↓↓↓
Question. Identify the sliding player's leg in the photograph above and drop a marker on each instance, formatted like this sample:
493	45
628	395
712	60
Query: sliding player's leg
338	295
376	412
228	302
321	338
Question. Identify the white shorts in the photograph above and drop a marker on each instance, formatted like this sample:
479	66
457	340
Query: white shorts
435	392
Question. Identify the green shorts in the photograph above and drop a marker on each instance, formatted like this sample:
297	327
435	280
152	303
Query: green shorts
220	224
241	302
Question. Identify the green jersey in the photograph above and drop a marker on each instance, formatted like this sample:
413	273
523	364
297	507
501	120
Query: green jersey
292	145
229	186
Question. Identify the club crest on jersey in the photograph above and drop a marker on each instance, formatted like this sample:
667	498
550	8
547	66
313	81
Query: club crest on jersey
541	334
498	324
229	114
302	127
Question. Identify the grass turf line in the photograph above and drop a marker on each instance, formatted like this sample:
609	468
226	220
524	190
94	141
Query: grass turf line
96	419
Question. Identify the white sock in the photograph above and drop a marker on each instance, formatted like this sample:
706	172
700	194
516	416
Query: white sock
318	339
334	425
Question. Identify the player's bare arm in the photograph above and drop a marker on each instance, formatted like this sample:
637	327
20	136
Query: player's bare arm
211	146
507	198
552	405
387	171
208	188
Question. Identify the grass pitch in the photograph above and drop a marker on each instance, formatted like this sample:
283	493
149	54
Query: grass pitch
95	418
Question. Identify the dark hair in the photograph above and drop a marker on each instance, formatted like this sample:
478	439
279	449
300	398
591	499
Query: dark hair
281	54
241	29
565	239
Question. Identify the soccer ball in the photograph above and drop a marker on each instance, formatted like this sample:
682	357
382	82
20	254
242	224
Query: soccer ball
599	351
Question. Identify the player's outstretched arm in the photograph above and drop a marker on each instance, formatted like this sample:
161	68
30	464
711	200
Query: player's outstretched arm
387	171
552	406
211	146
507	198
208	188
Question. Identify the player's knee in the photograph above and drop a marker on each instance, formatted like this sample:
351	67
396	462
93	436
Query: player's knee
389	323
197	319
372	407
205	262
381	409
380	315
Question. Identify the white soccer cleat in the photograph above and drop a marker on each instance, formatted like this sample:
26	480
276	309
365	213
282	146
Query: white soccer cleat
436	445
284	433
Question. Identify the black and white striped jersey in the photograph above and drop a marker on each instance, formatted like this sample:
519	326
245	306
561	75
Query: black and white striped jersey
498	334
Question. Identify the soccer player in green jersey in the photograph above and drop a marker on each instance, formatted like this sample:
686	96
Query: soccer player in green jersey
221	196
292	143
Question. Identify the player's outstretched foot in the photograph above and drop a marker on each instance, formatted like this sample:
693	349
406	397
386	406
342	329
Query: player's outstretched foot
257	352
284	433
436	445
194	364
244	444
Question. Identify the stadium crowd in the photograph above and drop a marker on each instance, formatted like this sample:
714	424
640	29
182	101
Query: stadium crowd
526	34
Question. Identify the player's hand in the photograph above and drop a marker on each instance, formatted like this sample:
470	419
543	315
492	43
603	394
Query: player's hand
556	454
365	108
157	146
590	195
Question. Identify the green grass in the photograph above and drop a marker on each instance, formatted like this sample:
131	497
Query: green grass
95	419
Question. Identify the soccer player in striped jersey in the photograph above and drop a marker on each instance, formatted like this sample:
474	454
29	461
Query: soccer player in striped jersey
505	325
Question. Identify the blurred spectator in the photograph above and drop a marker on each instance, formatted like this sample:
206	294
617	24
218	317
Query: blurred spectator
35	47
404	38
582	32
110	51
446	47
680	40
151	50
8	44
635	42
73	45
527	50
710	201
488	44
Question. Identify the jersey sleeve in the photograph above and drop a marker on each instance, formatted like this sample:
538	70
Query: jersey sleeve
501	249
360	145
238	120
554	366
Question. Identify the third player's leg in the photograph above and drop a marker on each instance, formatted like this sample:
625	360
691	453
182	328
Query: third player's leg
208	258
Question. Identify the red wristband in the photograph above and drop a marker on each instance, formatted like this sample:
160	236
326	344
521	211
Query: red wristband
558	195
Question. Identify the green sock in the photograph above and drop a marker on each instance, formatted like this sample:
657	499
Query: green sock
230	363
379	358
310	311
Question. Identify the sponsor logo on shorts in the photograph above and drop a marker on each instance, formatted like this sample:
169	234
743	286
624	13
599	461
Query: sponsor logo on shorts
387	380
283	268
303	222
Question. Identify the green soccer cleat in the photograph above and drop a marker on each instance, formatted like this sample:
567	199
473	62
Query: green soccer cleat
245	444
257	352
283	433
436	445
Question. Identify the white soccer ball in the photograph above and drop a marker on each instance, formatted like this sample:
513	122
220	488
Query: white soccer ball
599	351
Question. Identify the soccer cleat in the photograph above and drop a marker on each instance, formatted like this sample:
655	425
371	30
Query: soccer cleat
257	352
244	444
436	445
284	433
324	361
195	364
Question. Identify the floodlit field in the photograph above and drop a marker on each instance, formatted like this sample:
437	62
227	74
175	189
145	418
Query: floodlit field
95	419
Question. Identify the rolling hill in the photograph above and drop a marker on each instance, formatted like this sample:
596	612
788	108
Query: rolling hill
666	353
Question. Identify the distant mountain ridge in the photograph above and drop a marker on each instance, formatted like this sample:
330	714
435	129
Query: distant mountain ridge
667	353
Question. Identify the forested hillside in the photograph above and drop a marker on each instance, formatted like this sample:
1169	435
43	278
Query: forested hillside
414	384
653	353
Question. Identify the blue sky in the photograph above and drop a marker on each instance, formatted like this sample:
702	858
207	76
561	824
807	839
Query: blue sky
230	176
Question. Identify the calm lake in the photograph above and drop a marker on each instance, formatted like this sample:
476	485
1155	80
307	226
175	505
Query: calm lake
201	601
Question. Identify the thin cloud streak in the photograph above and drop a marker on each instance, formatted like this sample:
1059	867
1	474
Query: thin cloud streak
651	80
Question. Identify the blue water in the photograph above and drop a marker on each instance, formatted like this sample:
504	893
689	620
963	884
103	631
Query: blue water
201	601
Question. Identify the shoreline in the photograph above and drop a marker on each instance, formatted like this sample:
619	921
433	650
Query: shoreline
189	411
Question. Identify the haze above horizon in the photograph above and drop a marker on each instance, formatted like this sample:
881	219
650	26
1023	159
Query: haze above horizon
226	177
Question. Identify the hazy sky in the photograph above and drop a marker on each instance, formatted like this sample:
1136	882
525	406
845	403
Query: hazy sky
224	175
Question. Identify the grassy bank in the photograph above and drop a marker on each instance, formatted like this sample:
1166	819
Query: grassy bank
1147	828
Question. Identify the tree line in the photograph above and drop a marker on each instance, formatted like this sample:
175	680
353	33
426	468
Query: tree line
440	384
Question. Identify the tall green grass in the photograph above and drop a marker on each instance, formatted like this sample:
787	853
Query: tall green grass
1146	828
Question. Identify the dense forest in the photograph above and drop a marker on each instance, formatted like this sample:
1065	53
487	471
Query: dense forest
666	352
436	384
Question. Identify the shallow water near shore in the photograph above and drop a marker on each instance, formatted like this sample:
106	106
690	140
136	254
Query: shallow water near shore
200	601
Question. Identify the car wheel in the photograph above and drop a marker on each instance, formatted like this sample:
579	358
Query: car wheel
↑↑↑
** Exercise brief **
Reproduce the lines from the one containing "Question. Identify the tree" to the end of the entries, keeping both ends and adding nothing.

** Right answer **
Question. Identify the tree line in the photograph above and drop a marker on each instance, formatted like this sample:
175	680
353	33
426	468
Query: tree line
440	384
Question. Identify the tall green grass in the photograph above and drop a marker on each instance, formatted like this sample:
787	853
Query: tall green grass
1146	828
Question. Identify the dense forest in the photograph above and drop a marker on each instance, formatted like this sample:
1065	53
487	471
Query: dense forest
666	352
436	384
Question. Identify the shallow water near shore in the photograph above and drop a marker on each instance, formatted like this sample:
106	106
690	140
136	254
Query: shallow water near shore
200	601
Question. Identify the car wheel in the photograph above and drop a marker on each instance, formatted like this sample:
579	358
Query: car wheel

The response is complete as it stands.